## SHORT EXERCISE:
In the AI Ops strategy post below, what is the internal name of the Cisco service desk digital intelligence platform?

Our Strategy for Delivering the Benefits of AI Ops


Cisco is executing a strategy to consistently enhance the customer benefits we deliver through AI-driven Operations (AI Ops). This blog is the latest in a series that describes our strategy, our open architecture, and how we are implementing each of the benefits. In the first blog in this series we defined four categories of benefits from AI Ops:

1. Improved user experience
2. Proactive support and maintenance
3. Self-optimization of resources
4. Predictive operational analytics

Multi-Dimensional AI Ops Strategy


Vendors use the terms AI, machine learning and AI Ops in a variety of ways. Their focus is primarily on hardware. Our strategy for delivering the customer benefits of AI Ops is a broader architectural vision. This vision includes infrastructure, workloads, and enhanced customer support in on-premises and cloud environments. Cisco’s strategy incorporates an open API framework and integrations with Cisco and partner platforms.

Infrastructure management is one dimension of AI Ops, and Cisco Intersight is an integral component of Cisco’s strategy. Managing workloads is another essential dimension, so Cisco Workload Optimization Manager (CWOM) is also an important component of this strategy.

AI Ops Portfolio Working Together


In a prior blog we explained how Intersight delivers an AI-driven user experience through our open API framework. We posted two blogs in this series to explain how Intersight delivers benefit #2, AI-driven proactive support and proactive maintenance. The proactive support is enabled through the Intersight integration with the Cisco service desk digital intelligence platform. This AI platform (internally referred to as BORG) is  used by the Cisco Technical Assistance Center. It includes AI, analytics, and machine learning. In this blog, I explain how we deliver benefit #3, the self-optimization of resources, through monitoring and automation with Cisco Workload Optimization Manager.

Self-Optimization of Resources


The self-optimization of resources includes both on-premises and public cloud infrastructure. You need to monitor and automate across a variety of virtualized environments, containers and microservices.

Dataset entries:
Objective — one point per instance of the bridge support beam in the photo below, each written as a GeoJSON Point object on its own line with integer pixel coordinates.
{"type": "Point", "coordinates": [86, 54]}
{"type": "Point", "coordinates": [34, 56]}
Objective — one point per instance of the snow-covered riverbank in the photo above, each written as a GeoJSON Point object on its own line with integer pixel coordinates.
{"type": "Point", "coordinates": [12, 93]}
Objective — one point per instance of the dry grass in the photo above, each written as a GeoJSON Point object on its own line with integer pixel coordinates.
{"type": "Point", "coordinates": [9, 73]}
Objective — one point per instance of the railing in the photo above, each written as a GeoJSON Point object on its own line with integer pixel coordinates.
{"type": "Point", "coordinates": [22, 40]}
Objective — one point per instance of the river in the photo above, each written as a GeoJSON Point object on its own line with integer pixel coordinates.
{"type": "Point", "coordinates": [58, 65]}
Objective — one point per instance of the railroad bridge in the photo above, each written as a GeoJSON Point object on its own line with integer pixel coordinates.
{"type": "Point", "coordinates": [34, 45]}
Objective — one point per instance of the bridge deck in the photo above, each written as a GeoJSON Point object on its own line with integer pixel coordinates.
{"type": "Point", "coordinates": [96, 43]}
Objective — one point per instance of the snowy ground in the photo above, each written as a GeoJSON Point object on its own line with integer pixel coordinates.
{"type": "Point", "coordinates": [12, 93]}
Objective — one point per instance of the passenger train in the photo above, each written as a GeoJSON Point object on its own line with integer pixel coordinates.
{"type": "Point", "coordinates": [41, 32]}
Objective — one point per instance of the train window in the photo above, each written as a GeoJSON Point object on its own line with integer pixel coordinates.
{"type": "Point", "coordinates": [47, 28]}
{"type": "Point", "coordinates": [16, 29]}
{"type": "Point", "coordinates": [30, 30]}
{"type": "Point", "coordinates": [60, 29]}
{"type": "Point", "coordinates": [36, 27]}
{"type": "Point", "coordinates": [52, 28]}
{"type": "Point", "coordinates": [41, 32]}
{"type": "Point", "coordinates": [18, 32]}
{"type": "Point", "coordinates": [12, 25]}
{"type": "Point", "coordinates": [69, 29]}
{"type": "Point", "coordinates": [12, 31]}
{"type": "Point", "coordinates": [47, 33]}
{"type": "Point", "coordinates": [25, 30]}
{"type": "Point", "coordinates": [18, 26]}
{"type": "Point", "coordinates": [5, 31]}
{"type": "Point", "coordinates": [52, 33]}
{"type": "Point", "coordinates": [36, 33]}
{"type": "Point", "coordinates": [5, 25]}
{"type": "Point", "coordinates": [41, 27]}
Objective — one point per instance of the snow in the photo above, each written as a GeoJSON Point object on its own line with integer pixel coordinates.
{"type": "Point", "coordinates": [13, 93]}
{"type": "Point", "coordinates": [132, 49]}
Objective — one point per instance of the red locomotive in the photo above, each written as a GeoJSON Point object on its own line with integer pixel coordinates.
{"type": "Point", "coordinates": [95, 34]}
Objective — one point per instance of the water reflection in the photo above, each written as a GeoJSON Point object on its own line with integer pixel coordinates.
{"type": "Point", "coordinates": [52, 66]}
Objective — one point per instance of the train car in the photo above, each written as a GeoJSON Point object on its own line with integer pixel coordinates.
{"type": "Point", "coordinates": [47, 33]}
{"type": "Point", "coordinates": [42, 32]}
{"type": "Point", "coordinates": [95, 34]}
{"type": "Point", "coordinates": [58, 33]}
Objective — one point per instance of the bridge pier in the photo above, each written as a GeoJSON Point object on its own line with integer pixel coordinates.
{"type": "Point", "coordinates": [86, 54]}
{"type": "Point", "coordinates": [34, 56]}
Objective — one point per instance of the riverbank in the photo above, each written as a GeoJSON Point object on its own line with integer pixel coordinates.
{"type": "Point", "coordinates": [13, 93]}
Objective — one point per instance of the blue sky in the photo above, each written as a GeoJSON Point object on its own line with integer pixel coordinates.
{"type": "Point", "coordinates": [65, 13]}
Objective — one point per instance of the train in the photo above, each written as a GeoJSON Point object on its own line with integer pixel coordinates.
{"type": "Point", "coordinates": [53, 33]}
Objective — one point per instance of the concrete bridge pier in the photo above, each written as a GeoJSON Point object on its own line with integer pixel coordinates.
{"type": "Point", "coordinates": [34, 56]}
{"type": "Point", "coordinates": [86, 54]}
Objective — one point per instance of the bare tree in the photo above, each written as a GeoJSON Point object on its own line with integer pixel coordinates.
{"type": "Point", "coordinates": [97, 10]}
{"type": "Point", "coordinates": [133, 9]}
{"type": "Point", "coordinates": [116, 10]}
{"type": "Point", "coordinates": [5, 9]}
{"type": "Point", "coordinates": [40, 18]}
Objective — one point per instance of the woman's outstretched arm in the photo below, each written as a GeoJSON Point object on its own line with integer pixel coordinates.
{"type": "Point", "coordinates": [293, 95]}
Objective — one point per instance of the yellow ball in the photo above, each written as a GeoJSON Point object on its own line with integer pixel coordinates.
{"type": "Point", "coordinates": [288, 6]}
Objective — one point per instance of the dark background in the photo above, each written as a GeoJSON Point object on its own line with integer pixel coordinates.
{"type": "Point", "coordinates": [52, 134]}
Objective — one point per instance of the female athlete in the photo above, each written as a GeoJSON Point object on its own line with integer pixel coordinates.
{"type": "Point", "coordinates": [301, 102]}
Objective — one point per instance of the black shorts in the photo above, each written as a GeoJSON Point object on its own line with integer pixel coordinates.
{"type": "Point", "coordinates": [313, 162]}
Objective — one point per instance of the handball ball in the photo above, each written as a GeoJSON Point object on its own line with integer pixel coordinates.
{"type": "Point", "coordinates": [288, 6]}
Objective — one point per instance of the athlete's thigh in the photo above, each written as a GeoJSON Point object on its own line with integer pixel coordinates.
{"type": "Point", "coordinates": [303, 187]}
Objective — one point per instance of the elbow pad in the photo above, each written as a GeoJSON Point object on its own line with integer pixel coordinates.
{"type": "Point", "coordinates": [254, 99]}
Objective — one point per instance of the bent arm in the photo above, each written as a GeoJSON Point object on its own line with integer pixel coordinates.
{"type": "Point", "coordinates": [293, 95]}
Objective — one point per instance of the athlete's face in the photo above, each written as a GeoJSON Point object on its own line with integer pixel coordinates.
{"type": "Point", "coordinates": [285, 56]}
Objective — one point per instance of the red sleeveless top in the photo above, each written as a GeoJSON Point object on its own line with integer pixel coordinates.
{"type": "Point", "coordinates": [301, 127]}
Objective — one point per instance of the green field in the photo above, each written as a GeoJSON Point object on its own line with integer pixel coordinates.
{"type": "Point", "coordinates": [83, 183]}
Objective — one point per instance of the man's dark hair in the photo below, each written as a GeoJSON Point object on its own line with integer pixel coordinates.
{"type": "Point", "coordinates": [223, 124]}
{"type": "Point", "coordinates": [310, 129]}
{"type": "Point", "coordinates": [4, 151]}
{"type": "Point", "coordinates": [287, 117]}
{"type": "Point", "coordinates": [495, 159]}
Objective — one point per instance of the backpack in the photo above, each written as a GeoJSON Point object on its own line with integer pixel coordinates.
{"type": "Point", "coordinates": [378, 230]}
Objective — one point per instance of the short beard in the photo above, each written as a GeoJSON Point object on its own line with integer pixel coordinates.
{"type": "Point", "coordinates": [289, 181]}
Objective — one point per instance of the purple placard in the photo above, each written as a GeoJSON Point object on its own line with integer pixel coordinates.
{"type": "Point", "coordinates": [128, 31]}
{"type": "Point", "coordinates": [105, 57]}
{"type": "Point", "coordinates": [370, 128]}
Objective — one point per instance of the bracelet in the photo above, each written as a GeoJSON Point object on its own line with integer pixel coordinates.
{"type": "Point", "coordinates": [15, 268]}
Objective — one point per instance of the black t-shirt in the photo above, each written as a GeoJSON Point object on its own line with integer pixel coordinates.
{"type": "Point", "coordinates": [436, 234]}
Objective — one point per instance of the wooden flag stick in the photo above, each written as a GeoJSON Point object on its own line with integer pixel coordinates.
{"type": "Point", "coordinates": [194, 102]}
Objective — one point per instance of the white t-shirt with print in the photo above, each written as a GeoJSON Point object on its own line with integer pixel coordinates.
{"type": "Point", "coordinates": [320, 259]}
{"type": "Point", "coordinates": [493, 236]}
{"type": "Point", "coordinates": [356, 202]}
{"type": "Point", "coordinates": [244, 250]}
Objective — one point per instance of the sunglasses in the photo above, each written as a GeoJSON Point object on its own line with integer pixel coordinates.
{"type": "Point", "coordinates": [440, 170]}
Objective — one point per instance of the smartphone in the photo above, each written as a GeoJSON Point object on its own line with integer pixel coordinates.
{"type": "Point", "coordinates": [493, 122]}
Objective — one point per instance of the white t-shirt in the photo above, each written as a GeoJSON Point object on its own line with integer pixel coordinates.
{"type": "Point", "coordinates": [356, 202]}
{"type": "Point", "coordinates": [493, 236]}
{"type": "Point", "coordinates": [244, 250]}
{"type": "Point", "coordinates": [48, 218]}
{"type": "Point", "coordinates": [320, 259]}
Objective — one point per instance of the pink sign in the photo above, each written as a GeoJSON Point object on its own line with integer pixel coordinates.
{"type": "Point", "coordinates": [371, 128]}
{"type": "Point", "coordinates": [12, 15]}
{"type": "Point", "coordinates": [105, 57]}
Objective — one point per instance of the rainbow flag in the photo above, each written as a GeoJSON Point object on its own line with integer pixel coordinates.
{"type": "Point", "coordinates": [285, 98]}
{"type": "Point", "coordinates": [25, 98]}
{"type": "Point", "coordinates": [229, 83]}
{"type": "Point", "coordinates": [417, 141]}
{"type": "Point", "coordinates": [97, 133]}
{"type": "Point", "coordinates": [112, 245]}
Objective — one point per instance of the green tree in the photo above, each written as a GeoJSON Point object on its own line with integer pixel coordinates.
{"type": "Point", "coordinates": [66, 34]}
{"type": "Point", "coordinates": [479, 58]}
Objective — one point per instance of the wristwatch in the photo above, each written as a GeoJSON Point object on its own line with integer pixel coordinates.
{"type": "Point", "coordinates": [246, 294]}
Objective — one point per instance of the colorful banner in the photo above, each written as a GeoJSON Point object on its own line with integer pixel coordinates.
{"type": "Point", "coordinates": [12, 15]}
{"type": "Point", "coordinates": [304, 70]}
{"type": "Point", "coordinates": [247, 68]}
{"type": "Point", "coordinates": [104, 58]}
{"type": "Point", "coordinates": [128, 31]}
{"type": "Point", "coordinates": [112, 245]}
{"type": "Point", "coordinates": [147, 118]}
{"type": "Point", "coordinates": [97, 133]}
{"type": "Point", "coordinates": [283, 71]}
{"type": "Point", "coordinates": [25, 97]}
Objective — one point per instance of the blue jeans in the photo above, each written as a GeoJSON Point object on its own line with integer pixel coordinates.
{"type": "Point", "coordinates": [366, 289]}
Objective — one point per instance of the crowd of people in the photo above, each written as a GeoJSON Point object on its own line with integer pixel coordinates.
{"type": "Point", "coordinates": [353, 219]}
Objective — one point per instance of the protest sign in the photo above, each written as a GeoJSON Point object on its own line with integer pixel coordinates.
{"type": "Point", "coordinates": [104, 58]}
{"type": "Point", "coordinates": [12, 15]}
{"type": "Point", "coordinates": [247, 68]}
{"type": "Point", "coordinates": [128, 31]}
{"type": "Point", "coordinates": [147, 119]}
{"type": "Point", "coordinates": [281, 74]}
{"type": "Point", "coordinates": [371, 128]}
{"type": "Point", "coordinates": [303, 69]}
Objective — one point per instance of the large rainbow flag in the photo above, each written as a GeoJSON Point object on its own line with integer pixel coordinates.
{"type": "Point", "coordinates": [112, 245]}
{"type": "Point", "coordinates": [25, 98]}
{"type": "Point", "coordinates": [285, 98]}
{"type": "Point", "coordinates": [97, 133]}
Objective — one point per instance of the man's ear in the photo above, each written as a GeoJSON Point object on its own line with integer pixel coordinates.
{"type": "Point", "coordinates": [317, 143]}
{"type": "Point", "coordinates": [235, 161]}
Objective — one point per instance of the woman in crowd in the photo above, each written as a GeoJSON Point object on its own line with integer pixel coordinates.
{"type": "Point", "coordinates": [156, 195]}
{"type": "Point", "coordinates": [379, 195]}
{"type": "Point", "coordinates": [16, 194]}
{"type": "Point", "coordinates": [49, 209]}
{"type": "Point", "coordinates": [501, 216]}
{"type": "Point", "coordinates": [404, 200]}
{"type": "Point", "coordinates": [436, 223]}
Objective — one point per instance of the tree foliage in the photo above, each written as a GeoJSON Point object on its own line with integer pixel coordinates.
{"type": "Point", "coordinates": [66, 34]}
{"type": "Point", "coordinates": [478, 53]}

## SOLVED EXERCISE:
BORG